WORK INSTRUCTIONS.
A - In the forum thread about resetting the air bag light, rewrite the text from "Thanks, msubullyfan. I" up to and including "(Nov 19, 2006)", swapping "dealer" for "mechanic".
B - In the forum thread about resetting the air bag light, what year and model is the truck that had the flashing airbag icon?

# Reset air bag light



## Hatco (Oct 20, 2006)

Hey Frontiersmen, last week I installed a CB radio, and had to remove the bezel from around the radio/A.C. controls. I had to disconnect the airbag on/off light and the passenger airbag key selector. After I reassembled everything, the red airbag icon flashes constantly. Does anyone know how to reset the light? It's a 2002 Frontier king-cab. I have tried disconnecting the battery and also the doorjamb switch thing. Didn't work.


----------



## msubullyfan (Jul 24, 2005)

http://www.nissanforums.com/966228-post7.html

I've used it 3 times and it worked every time. It works for 1st gen Fronties, too.


----------



## Hatco (Oct 20, 2006)

Thanks, msubullyfan. I saw your reply the night I posted, but then was out of town for a couple days, so I didn't try the fix until today (thursday). It worked perfectly the first time. Now I don't have to pay the dealer to do it! Thanks again. That flashing red is more than annoying, it is stupifying!!
Hatco.


----------



## satxvike (Nov 19, 2006)

RECORDS PROVIDED.

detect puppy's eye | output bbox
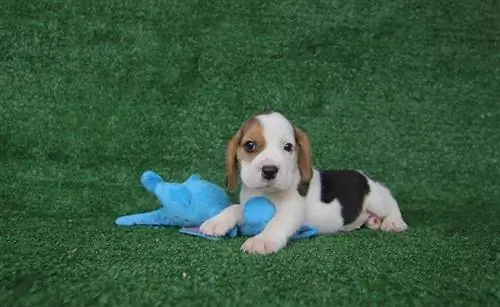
[243,141,257,153]
[283,143,293,152]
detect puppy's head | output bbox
[227,112,312,192]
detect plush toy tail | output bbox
[115,210,172,226]
[141,171,163,193]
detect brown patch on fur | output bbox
[294,127,313,182]
[226,113,266,191]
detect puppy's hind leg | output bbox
[365,179,408,232]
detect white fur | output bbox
[240,113,297,192]
[200,113,407,254]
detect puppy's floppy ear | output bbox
[226,128,243,191]
[294,127,313,182]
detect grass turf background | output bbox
[0,0,500,306]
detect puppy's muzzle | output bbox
[262,165,279,180]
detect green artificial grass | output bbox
[0,0,500,306]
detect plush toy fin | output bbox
[115,210,175,226]
[141,171,163,193]
[290,226,318,241]
[179,226,238,240]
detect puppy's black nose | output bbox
[262,165,278,180]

FINAL ANSWERS.
A -
Thanks, msubullyfan. I saw your reply the night I posted, but then was out of town for a couple days, so I didn't try the fix until today (thursday). It worked perfectly the first time. Now I don't have to pay the mechanic to do it! Thanks again. That flashing red is more than annoying, it is stupifying!!
Hatco.


----------



## satxvike (Nov 19, 2006)

B - A 2002 Frontier king-cab.